◆ **Extract provided**
######

The implication is that those who become addicted to drugs are suffering as much from a flaw in their brains than from a simple lack of will power or from a desire to break the law.
The research was published, Biological Psychiatry; here's an excerpt from their findings:
The scientists discovered that a region in the frontal lobes of the brain, known to be critically implicated in decision-making and self-control, was abnormally bigger in the recreational cocaine users.
The Cambridge researchers suggest that this abnormal increase in grey matter volume, which they believe predates drug use, might reflect resilience to the effects of cocaine, and even possibly helps these recreational cocaine users to exert self-control and to make advantageous decisions which minimize the risk of them becoming addicted.
They found that this same region in the frontal lobes of the brain was significantly reduced in size in people with cocaine dependence...They also found that people who use illicit drugs like cocaine exhibit high levels of sensation-seeking personality traits, but only those developing dependence show personality traits of impulsivity and compulsivity.
One of the lynchpins of criminal law is that punishment must be based on acts which were done with the free will of the Defendant. Once someone becomes addicted the focus of the Criminal Justice System should not be on punishment with hard drug laws but on prevention. Yet for a percentage of the population taking drugs becomes an uncontrollable impulse.
One wonders what would happen to an habitual cocaine addict such as Sigmund Freud who was addicted to cocaine for over twelve years. Had he live here in Tampa Bay, Florida would he have simply been charged with Trafficking in Cocaine while facing years of prison with a minimum mandatory sentence?
An excellent book, Anatomy of an Addiction tells the harrowing tale of how Sigmund Freud beat his addiction while his best friend a renowned surgeon was ruined from his addiction to cocaine, while both experimented with the drug.
Now with this new Cambridge scientific study we know that it wasn't mere will power that determined who would beat the addiction, it was biology. Other recent studies have show that genetic triggers prove predisposition to commit crime.
Shouldn't the Criminal Justice System take biological traits leading to addiction into account as sentencing to ensure fairness in Drug Court? Clearwater Criminal Defense Attorneys must persuade Judges that dependence on drugs is not just a lack of will power it's often simply a fact of biology.

######

◆ **Given entries**
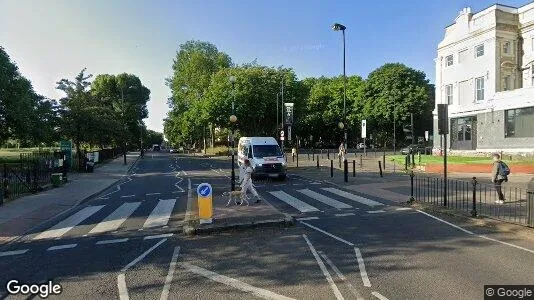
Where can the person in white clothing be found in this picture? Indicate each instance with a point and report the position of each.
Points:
(247, 182)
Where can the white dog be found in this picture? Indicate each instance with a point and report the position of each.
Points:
(234, 195)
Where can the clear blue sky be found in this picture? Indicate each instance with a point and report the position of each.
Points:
(50, 40)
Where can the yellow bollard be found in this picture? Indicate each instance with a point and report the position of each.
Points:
(205, 203)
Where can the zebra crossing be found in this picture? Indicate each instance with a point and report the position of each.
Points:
(103, 221)
(321, 199)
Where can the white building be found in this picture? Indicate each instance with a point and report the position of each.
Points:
(485, 72)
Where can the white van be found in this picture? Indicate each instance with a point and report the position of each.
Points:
(264, 155)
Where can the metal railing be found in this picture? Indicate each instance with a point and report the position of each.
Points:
(477, 199)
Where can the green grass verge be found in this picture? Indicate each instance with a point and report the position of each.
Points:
(433, 159)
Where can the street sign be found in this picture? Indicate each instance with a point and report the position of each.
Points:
(205, 203)
(66, 146)
(288, 117)
(289, 133)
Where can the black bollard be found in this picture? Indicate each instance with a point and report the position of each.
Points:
(332, 168)
(380, 168)
(346, 169)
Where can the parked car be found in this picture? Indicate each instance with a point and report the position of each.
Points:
(413, 149)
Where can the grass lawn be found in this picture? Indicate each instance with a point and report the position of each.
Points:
(433, 159)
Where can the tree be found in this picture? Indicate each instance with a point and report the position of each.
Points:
(397, 89)
(193, 67)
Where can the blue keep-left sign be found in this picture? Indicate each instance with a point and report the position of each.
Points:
(204, 189)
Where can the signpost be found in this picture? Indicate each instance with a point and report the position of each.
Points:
(364, 136)
(205, 203)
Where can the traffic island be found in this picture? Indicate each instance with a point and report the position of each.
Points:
(231, 217)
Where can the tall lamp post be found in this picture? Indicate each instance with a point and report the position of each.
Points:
(233, 119)
(343, 125)
(337, 27)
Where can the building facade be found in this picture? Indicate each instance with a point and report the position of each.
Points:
(485, 73)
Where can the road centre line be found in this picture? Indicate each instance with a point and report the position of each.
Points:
(361, 266)
(60, 247)
(168, 279)
(258, 292)
(13, 252)
(123, 290)
(151, 237)
(114, 241)
(379, 296)
(329, 234)
(140, 257)
(333, 285)
(344, 215)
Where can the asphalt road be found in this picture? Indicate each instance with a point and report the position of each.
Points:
(127, 244)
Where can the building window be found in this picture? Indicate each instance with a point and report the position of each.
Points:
(463, 56)
(518, 122)
(449, 61)
(448, 93)
(479, 88)
(463, 129)
(479, 50)
(507, 83)
(506, 48)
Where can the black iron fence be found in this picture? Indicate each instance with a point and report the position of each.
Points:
(31, 173)
(477, 199)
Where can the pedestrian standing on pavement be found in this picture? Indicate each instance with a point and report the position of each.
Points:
(499, 174)
(247, 182)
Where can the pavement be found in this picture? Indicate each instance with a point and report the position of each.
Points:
(22, 214)
(128, 242)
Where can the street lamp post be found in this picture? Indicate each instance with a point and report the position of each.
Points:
(338, 27)
(233, 119)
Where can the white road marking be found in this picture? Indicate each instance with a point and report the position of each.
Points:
(123, 290)
(115, 241)
(307, 218)
(296, 203)
(160, 214)
(353, 197)
(324, 199)
(60, 247)
(159, 236)
(168, 279)
(258, 292)
(329, 234)
(344, 215)
(13, 252)
(140, 257)
(64, 226)
(333, 285)
(379, 296)
(341, 276)
(361, 266)
(116, 218)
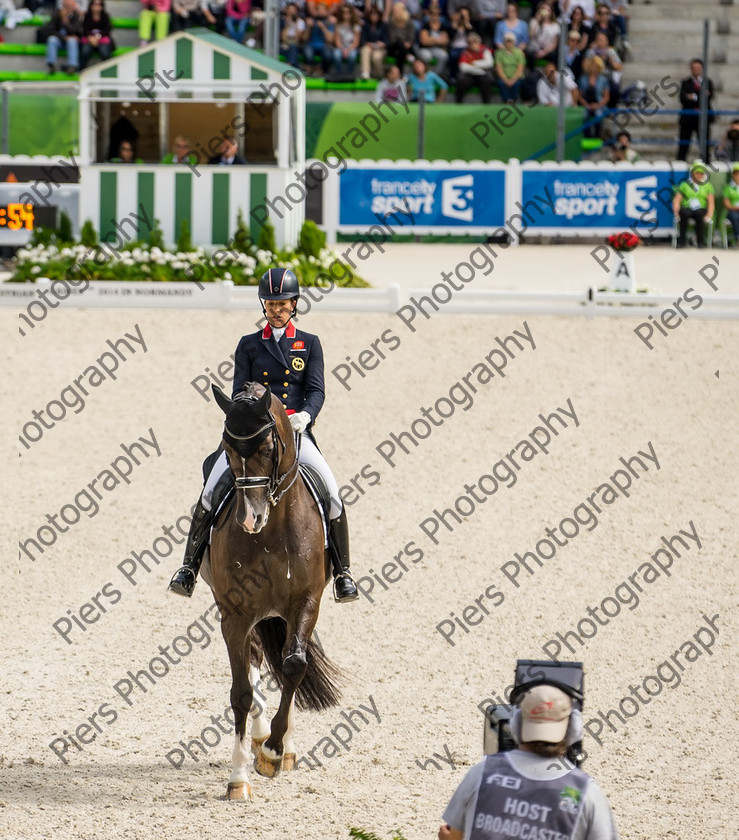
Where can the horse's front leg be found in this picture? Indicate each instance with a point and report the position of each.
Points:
(238, 642)
(280, 744)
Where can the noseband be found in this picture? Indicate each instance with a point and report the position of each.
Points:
(274, 481)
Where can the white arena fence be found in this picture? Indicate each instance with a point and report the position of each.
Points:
(226, 296)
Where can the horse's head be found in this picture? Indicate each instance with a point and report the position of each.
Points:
(255, 440)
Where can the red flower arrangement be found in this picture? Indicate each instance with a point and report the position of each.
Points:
(623, 241)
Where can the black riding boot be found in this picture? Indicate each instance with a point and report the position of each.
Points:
(184, 579)
(338, 546)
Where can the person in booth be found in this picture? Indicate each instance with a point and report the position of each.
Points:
(533, 791)
(290, 362)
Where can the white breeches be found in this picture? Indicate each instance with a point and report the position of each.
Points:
(309, 454)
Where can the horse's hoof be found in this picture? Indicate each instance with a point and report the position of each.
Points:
(266, 766)
(238, 791)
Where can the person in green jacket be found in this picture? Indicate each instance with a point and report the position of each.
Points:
(126, 153)
(182, 152)
(694, 199)
(731, 202)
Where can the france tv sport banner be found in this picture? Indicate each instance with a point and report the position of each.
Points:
(598, 199)
(443, 198)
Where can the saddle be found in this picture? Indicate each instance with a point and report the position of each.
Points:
(318, 489)
(225, 490)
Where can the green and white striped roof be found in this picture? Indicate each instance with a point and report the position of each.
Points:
(195, 64)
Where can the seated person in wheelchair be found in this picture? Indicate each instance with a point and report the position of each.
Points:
(694, 199)
(731, 202)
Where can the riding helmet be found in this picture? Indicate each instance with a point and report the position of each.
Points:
(279, 284)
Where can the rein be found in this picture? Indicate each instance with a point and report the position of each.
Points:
(273, 481)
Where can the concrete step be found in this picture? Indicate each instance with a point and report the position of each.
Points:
(123, 8)
(724, 76)
(695, 11)
(27, 35)
(646, 26)
(29, 63)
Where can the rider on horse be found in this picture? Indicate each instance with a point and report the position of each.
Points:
(290, 362)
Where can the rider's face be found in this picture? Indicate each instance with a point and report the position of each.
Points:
(279, 312)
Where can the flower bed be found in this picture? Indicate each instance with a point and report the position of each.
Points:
(312, 262)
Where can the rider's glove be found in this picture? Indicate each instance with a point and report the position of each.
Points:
(300, 421)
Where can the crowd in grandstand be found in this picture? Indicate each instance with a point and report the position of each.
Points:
(414, 49)
(485, 44)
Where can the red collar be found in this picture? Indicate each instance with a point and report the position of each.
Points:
(289, 331)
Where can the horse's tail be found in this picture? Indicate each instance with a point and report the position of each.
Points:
(318, 689)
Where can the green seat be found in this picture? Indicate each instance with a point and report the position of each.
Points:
(591, 144)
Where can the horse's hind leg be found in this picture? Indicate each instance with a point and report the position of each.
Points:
(289, 755)
(258, 712)
(238, 644)
(294, 662)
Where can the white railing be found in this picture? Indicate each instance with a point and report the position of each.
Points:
(227, 296)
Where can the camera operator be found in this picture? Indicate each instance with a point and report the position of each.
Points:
(728, 148)
(622, 150)
(533, 791)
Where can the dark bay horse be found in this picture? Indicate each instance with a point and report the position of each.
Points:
(268, 569)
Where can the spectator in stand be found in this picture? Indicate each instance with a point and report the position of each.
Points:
(292, 30)
(428, 6)
(313, 7)
(728, 148)
(318, 35)
(228, 155)
(65, 29)
(472, 6)
(425, 84)
(593, 94)
(587, 6)
(512, 23)
(694, 199)
(414, 10)
(690, 102)
(547, 88)
(182, 152)
(622, 151)
(510, 64)
(401, 34)
(491, 13)
(433, 42)
(611, 64)
(237, 19)
(580, 25)
(346, 40)
(606, 24)
(126, 153)
(214, 13)
(573, 57)
(475, 68)
(543, 36)
(619, 14)
(155, 15)
(185, 14)
(96, 28)
(392, 87)
(373, 50)
(461, 27)
(731, 202)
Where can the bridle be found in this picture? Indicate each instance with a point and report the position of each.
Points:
(274, 481)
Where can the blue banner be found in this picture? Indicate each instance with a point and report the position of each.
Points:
(429, 197)
(613, 199)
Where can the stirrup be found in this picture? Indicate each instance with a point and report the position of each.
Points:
(183, 582)
(345, 582)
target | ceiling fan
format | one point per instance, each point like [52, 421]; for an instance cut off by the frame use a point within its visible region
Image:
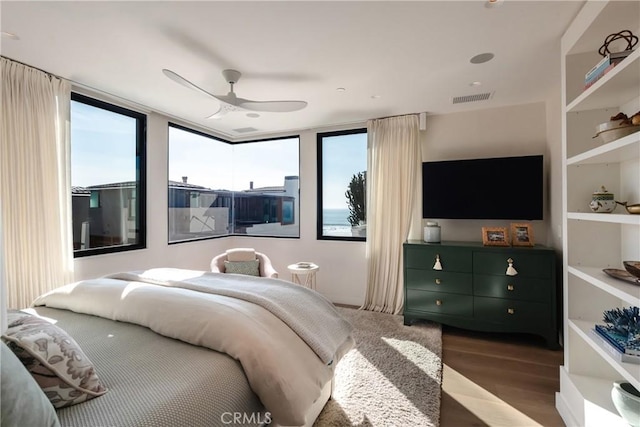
[230, 102]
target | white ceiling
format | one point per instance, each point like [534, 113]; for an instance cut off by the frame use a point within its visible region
[413, 55]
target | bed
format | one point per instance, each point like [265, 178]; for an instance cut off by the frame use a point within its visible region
[184, 347]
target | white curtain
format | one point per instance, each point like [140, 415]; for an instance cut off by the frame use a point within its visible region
[34, 183]
[393, 188]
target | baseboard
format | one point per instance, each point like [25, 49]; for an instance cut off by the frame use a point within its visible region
[565, 412]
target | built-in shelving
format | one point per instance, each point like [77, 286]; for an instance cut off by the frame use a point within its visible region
[597, 217]
[621, 83]
[627, 292]
[620, 150]
[594, 241]
[628, 371]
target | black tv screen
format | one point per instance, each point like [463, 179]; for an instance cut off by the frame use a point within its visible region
[497, 188]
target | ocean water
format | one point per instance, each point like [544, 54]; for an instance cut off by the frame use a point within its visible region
[335, 222]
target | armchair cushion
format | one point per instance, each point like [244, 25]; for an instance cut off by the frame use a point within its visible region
[250, 268]
[241, 254]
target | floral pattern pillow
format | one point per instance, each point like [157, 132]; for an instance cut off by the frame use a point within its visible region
[250, 268]
[54, 359]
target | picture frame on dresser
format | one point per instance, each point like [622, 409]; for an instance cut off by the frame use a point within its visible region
[522, 234]
[495, 236]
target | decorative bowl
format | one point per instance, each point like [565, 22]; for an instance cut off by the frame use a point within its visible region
[602, 201]
[610, 131]
[626, 399]
[632, 267]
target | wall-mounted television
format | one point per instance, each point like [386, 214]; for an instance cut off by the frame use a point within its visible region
[509, 188]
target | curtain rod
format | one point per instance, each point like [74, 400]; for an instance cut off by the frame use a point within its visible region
[397, 115]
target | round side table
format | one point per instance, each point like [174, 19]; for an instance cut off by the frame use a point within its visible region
[304, 276]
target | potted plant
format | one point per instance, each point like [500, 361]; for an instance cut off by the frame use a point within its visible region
[356, 199]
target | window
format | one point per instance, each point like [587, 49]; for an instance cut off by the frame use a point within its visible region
[107, 177]
[342, 166]
[218, 189]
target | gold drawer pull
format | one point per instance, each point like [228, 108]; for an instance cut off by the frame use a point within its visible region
[438, 264]
[511, 271]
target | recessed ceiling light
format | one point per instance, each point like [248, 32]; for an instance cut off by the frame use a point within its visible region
[482, 58]
[493, 3]
[10, 35]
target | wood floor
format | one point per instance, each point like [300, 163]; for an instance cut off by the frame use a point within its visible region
[498, 380]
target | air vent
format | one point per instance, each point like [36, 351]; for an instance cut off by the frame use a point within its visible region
[472, 98]
[245, 130]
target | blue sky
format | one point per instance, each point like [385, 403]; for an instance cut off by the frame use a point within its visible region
[103, 151]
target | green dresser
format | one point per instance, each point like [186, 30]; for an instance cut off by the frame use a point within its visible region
[473, 291]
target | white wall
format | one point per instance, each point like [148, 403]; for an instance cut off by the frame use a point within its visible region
[516, 130]
[498, 132]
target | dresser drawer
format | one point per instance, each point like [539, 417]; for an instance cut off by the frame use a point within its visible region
[516, 287]
[439, 302]
[521, 313]
[439, 281]
[451, 258]
[526, 264]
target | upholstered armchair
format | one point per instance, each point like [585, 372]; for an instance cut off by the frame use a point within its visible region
[240, 260]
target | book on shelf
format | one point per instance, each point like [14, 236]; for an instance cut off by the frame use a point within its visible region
[614, 351]
[611, 58]
[619, 341]
[595, 79]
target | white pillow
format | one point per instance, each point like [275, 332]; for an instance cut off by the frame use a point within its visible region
[241, 254]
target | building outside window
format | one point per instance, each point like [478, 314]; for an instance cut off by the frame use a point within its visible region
[107, 177]
[342, 165]
[217, 188]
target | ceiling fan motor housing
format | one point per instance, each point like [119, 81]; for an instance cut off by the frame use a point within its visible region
[231, 76]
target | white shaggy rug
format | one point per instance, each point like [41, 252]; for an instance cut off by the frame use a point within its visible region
[392, 377]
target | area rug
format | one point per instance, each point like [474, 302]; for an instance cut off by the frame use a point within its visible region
[392, 377]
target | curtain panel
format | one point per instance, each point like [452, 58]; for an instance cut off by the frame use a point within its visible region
[35, 183]
[393, 168]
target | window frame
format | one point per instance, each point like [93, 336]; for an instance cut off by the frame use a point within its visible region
[217, 138]
[141, 174]
[319, 216]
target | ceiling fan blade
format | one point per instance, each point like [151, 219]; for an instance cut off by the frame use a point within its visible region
[273, 106]
[184, 82]
[218, 114]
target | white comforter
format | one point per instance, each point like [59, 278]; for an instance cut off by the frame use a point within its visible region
[247, 318]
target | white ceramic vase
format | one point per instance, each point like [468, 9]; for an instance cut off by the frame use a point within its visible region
[627, 401]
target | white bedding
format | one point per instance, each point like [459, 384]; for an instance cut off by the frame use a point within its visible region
[282, 368]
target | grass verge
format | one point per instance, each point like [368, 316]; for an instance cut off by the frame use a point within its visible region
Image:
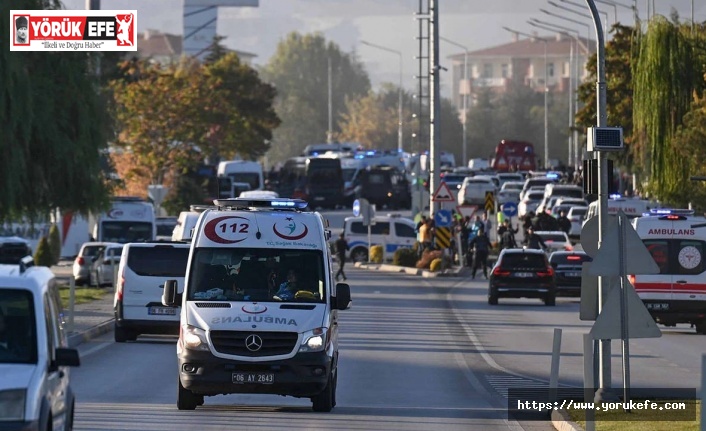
[645, 420]
[81, 295]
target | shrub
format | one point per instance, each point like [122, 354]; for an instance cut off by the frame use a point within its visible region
[436, 265]
[376, 254]
[54, 244]
[43, 257]
[405, 257]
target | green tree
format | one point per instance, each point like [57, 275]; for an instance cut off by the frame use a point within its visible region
[299, 72]
[43, 255]
[621, 52]
[54, 244]
[54, 129]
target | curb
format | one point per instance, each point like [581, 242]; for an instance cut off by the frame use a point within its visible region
[77, 338]
[562, 422]
[453, 272]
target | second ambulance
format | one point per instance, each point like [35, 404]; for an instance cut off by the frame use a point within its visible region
[677, 244]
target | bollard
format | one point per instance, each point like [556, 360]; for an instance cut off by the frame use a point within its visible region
[72, 302]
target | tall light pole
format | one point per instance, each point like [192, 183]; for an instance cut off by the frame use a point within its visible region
[465, 93]
[546, 93]
[577, 79]
[400, 138]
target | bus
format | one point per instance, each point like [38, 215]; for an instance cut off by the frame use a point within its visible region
[513, 156]
[318, 180]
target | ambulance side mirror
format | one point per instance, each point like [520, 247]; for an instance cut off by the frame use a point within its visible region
[170, 297]
[342, 300]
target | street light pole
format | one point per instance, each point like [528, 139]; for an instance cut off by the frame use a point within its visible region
[546, 93]
[465, 89]
[400, 137]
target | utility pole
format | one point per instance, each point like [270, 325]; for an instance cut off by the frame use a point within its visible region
[435, 105]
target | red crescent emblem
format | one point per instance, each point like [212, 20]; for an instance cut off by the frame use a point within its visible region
[210, 230]
[291, 238]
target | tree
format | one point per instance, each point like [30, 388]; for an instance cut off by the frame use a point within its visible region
[620, 54]
[666, 76]
[171, 118]
[299, 72]
[54, 244]
[54, 128]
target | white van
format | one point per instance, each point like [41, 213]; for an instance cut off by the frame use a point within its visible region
[35, 387]
[138, 294]
[392, 231]
[259, 309]
[678, 293]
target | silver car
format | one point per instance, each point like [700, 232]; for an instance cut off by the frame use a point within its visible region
[84, 261]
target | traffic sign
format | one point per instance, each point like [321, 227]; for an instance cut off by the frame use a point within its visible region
[489, 202]
[509, 209]
[356, 208]
[442, 218]
[443, 193]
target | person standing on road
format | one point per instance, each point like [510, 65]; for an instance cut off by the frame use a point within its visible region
[341, 248]
[481, 245]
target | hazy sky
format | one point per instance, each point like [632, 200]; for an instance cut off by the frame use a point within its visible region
[476, 24]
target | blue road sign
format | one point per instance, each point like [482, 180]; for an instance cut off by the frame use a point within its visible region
[442, 218]
[509, 209]
[356, 208]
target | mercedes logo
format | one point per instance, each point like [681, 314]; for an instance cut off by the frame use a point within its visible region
[253, 342]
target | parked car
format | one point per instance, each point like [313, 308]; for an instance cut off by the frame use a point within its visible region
[522, 273]
[567, 269]
[35, 387]
[84, 261]
[555, 240]
[104, 264]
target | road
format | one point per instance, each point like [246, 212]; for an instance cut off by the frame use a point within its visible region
[416, 354]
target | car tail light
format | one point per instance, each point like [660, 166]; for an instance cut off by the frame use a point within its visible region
[500, 272]
[548, 273]
[121, 285]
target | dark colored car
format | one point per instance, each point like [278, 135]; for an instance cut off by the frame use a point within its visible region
[567, 270]
[522, 273]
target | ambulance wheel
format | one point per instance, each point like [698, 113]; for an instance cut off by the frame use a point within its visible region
[359, 254]
[701, 327]
[187, 400]
[324, 401]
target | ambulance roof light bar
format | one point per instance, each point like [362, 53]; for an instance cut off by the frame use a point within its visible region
[275, 204]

######

◆ **Exercise instructions**
Duplicate the passage of the article on cocaine addiction and brain biology that starts with "An excellent book, Anatomy" and goes on through "fact of biology.", word for word.

◆ **Answer for this exercise**
An excellent book, Anatomy of an Addiction tells the harrowing tale of how Sigmund Freud beat his addiction while his best friend a renowned surgeon was ruined from his addiction to cocaine, while both experimented with the drug.
Now with this new Cambridge scientific study we know that it wasn't mere will power that determined who would beat the addiction, it was biology. Other recent studies have show that genetic triggers prove predisposition to commit crime.
Shouldn't the Criminal Justice System take biological traits leading to addiction into account as sentencing to ensure fairness in Drug Court? Clearwater Criminal Defense Attorneys must persuade Judges that dependence on drugs is not just a lack of will power it's often simply a fact of biology.